:: Goal of the exercise ::
Recast every item below as a Markdown table with the columns Row and Text, numbering each line and skipping blank lines. Omit the pictures from the table.

======== Data extract ========

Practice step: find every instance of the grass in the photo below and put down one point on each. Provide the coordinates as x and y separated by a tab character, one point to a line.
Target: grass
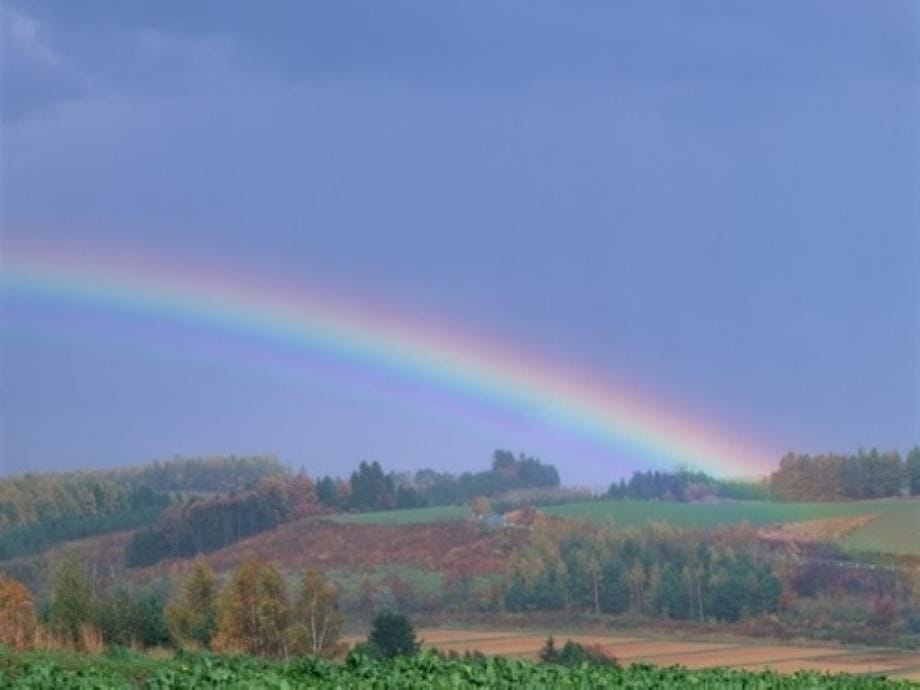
895	530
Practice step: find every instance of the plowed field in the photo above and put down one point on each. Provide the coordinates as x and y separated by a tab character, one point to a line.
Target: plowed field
692	654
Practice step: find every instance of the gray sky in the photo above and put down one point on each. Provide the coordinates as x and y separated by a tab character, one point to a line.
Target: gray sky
718	200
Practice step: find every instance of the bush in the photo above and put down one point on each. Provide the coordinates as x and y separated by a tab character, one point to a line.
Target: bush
575	654
392	635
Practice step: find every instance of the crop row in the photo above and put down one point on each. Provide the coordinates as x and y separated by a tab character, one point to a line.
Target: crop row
30	671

========

:: Reply ::
| Row | Text |
|---|---|
| 1 | Practice step: find every instance of the grass in the photo below and put down one point on each. Provide the coordinates as x and y separated by a tab character, one point to a line. |
| 2 | Target: grass |
| 3 | 895	530 |
| 4 | Practice step: find every instance of the plowed field in the photo above and put down one point on each. Provide the coordinates as x and y separated by a tab character, one point to a line. |
| 5 | Target: plowed field |
| 6 | 692	654 |
| 7 | Practice step: find every instance of the gray sky in the photo above and put down one point on each. Provide the coordinates as x and y separated by a tab character, one point to a line. |
| 8 | Target: gray sky |
| 9 | 718	200 |
| 10 | Practice step: find every instance of the bush in the photo above and put down one point on each. Provide the coordinates as x and y separated by a tab character, one point to a line. |
| 11 | Target: bush |
| 12 | 575	654 |
| 13 | 392	635 |
| 14 | Practice step: find every instance of the crop row in the photo above and put down one point on each. Provide the coordinates as x and y separated by a tab character, one point to a line. |
| 15 | Target: crop row |
| 16 | 30	671 |